=== Task description ===
Once you reach the line containing "Object class to annotate: held hands" in the entries below, write out that line and each one after it down to the line containing "Object class to annotate: white shirt cuff", exactly and with nothing added.

■ ■ ■ ■ ■

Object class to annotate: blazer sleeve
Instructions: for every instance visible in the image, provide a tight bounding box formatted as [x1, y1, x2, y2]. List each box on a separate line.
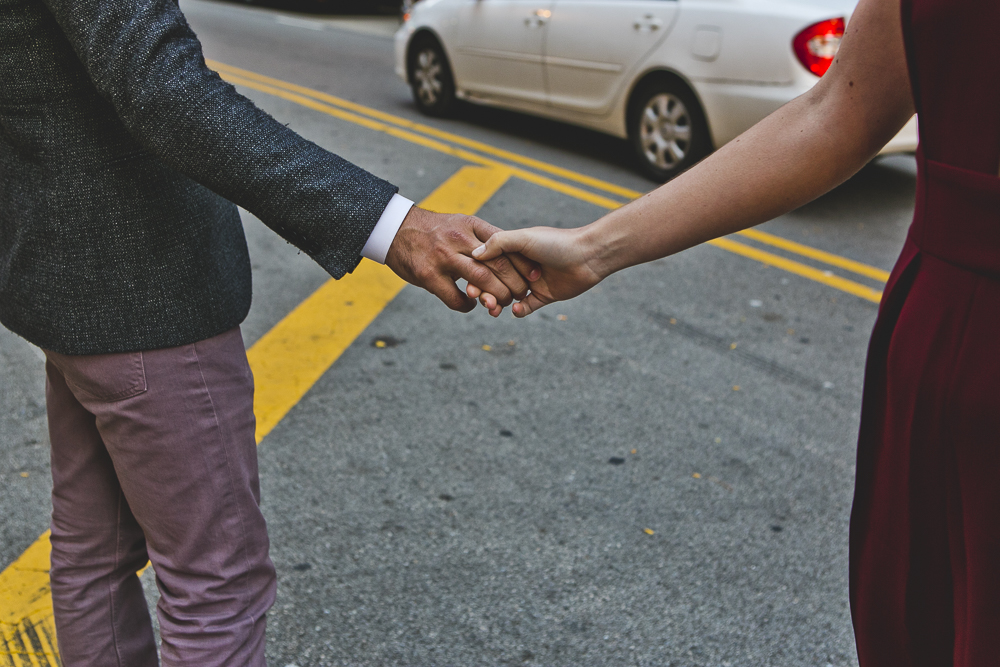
[40, 0, 398, 278]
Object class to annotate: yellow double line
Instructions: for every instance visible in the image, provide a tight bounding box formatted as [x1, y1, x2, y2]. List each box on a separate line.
[209, 60, 890, 304]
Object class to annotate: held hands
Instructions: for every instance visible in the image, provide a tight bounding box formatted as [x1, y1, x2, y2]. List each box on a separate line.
[469, 226, 604, 317]
[383, 206, 599, 318]
[384, 206, 541, 313]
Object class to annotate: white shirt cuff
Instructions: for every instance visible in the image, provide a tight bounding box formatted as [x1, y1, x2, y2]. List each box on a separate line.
[361, 193, 413, 264]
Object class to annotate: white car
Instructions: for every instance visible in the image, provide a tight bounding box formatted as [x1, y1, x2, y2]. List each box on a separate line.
[394, 0, 917, 181]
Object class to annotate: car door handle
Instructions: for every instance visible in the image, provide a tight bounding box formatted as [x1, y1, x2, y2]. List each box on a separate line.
[525, 8, 551, 28]
[634, 15, 663, 31]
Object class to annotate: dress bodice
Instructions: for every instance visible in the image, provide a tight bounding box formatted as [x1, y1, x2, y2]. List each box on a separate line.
[902, 0, 1000, 279]
[903, 0, 1000, 175]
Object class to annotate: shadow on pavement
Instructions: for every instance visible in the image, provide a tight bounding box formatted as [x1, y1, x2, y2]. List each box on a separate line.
[221, 0, 402, 15]
[448, 101, 640, 177]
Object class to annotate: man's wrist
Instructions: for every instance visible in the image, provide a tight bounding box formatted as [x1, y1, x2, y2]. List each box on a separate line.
[361, 193, 414, 264]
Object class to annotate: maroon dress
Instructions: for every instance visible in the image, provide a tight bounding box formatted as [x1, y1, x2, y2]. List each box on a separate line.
[849, 0, 1000, 664]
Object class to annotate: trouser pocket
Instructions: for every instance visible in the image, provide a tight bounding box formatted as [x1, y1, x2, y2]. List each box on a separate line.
[44, 349, 147, 402]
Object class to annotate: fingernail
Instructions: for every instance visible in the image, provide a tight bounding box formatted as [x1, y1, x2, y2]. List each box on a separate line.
[472, 244, 486, 258]
[529, 269, 541, 281]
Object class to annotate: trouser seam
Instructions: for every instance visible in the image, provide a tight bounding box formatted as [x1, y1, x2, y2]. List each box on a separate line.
[191, 340, 257, 633]
[111, 490, 125, 667]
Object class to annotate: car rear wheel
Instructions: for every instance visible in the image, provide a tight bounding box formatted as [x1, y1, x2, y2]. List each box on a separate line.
[408, 37, 456, 117]
[628, 80, 711, 182]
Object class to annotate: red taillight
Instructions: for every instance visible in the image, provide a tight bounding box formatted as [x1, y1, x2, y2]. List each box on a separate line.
[793, 17, 845, 77]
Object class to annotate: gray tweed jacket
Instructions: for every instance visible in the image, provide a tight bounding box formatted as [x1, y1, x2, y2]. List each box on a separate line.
[0, 0, 398, 355]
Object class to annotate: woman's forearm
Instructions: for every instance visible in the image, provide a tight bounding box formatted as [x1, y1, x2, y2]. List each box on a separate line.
[581, 93, 868, 277]
[580, 0, 914, 280]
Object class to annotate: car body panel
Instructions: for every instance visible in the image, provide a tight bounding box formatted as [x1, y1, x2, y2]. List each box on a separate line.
[544, 0, 680, 116]
[450, 0, 553, 104]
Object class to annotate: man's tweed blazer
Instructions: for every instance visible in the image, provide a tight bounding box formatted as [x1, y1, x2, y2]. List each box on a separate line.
[0, 0, 398, 355]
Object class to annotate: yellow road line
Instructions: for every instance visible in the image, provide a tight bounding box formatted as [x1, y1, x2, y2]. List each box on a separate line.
[247, 260, 407, 443]
[420, 164, 513, 215]
[214, 62, 891, 299]
[208, 60, 644, 202]
[0, 165, 512, 665]
[709, 238, 883, 303]
[220, 73, 625, 212]
[0, 533, 58, 667]
[249, 165, 510, 442]
[736, 228, 891, 282]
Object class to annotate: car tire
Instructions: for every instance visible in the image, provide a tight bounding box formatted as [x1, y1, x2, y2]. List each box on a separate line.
[408, 36, 456, 117]
[627, 79, 711, 183]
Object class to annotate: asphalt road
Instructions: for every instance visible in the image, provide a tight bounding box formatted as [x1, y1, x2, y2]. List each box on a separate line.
[0, 2, 917, 665]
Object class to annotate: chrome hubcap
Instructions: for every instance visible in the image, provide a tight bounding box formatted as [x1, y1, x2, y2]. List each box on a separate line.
[414, 49, 443, 106]
[639, 93, 692, 170]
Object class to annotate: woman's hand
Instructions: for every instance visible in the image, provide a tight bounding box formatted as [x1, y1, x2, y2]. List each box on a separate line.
[468, 227, 604, 317]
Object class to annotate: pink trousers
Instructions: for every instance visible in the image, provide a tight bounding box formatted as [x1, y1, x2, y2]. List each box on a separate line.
[44, 327, 275, 666]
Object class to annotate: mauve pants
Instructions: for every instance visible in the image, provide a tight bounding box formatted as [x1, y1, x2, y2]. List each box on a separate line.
[43, 327, 276, 666]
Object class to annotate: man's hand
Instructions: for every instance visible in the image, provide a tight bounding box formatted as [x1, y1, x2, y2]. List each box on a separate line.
[384, 206, 540, 313]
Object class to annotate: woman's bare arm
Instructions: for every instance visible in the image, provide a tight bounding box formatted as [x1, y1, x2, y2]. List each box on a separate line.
[473, 0, 915, 316]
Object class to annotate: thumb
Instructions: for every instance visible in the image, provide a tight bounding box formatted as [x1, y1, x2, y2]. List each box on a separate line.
[472, 230, 527, 262]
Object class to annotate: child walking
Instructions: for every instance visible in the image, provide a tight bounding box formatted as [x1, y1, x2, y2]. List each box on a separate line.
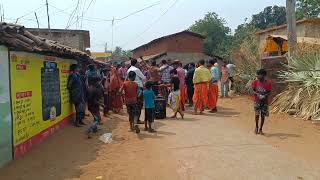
[120, 71, 140, 133]
[143, 81, 156, 133]
[168, 72, 184, 119]
[252, 69, 272, 135]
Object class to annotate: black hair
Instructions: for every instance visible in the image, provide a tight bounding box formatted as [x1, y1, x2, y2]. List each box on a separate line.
[171, 76, 180, 91]
[151, 60, 157, 66]
[257, 69, 267, 76]
[145, 81, 153, 89]
[199, 59, 205, 65]
[70, 64, 78, 72]
[162, 60, 167, 64]
[131, 59, 138, 66]
[128, 71, 136, 80]
[170, 69, 177, 75]
[189, 63, 195, 67]
[209, 59, 216, 65]
[88, 64, 95, 70]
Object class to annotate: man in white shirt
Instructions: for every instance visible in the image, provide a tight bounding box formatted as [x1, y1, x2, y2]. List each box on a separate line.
[126, 59, 146, 123]
[226, 63, 236, 90]
[127, 59, 146, 88]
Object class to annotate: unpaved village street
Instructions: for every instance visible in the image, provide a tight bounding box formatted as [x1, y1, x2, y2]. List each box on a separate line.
[1, 97, 320, 180]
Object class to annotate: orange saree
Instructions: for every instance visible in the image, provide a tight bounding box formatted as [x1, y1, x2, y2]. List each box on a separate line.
[192, 82, 208, 111]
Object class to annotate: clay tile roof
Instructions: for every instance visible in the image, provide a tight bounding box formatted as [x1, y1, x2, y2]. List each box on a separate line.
[0, 22, 91, 61]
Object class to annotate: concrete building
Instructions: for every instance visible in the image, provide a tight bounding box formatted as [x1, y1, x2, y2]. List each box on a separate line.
[27, 28, 90, 52]
[91, 52, 112, 62]
[256, 18, 320, 56]
[132, 31, 210, 64]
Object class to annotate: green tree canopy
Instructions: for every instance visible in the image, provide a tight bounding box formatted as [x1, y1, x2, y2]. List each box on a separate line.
[189, 12, 231, 59]
[250, 5, 287, 30]
[296, 0, 320, 19]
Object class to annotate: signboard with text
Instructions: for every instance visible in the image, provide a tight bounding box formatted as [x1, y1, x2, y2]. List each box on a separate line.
[10, 51, 76, 159]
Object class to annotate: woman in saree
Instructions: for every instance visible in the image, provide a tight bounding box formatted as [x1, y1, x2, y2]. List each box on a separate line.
[109, 66, 123, 113]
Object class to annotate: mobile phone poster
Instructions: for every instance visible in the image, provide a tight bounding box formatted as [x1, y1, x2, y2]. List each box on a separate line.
[10, 51, 76, 159]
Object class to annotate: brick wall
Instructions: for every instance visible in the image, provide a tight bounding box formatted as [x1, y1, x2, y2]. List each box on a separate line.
[261, 56, 288, 100]
[27, 29, 90, 51]
[133, 33, 203, 59]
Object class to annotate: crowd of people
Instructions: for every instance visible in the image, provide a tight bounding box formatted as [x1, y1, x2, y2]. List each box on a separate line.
[67, 57, 271, 138]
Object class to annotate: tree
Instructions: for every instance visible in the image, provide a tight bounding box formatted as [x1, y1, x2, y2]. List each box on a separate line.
[296, 0, 320, 19]
[189, 12, 231, 59]
[250, 6, 287, 29]
[113, 46, 123, 56]
[232, 23, 257, 49]
[122, 50, 133, 58]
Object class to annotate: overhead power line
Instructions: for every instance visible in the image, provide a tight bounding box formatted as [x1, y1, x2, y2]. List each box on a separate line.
[15, 5, 45, 24]
[115, 1, 161, 21]
[121, 0, 179, 48]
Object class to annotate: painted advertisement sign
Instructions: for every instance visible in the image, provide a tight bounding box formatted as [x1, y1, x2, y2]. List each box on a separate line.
[0, 46, 12, 167]
[9, 51, 76, 159]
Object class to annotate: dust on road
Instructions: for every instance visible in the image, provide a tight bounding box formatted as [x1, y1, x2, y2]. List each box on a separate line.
[1, 96, 320, 180]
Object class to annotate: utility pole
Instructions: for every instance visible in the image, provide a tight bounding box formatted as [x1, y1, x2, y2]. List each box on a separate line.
[45, 0, 51, 37]
[286, 0, 297, 56]
[0, 4, 2, 22]
[104, 42, 108, 53]
[111, 17, 114, 52]
[34, 12, 40, 33]
[1, 3, 4, 22]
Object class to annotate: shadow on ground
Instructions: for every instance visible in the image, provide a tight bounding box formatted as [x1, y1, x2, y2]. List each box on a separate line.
[264, 133, 301, 140]
[0, 113, 124, 180]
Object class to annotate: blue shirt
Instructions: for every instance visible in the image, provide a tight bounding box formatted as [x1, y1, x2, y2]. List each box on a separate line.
[143, 89, 155, 108]
[211, 66, 220, 82]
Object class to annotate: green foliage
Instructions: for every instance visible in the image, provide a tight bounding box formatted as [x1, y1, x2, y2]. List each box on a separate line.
[113, 46, 123, 56]
[279, 51, 320, 87]
[232, 23, 257, 49]
[189, 12, 231, 59]
[250, 5, 286, 30]
[296, 0, 320, 19]
[272, 49, 320, 120]
[232, 28, 260, 95]
[113, 46, 133, 58]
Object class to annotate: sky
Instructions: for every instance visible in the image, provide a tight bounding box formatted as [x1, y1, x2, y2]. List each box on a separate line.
[1, 0, 285, 52]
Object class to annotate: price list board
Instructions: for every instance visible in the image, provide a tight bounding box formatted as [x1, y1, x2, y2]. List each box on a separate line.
[9, 51, 76, 158]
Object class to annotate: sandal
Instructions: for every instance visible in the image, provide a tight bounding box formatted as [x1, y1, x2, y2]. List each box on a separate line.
[135, 125, 140, 134]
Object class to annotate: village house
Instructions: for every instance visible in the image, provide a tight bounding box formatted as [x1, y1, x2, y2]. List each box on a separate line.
[258, 18, 320, 100]
[131, 30, 210, 64]
[27, 28, 90, 52]
[0, 22, 91, 167]
[257, 18, 320, 57]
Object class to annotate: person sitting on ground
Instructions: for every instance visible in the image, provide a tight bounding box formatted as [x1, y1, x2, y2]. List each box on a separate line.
[168, 72, 184, 119]
[143, 81, 156, 133]
[120, 71, 140, 133]
[252, 69, 272, 135]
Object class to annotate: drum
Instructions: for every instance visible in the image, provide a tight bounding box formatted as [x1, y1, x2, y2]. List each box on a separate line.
[155, 96, 166, 119]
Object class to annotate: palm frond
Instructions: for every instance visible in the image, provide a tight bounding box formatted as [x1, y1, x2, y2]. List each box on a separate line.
[272, 48, 320, 120]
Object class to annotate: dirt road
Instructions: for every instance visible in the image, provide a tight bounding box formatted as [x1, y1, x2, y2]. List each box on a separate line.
[1, 96, 320, 180]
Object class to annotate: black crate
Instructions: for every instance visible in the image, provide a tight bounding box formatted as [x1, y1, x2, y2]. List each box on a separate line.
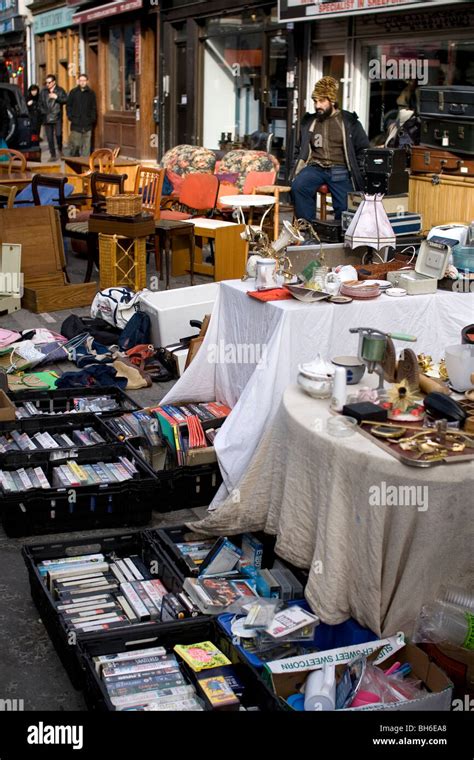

■ ■ ■ ■ ■

=== Response for this exercise ===
Object class to annotate: held hands
Instructions: for every instance visible in the image, provide a tight bounding box formatted as [x1, y1, x2, y2]. List each box on a separate line.
[469, 226, 604, 317]
[383, 206, 599, 318]
[384, 206, 541, 313]
Object class to annotate: white shirt cuff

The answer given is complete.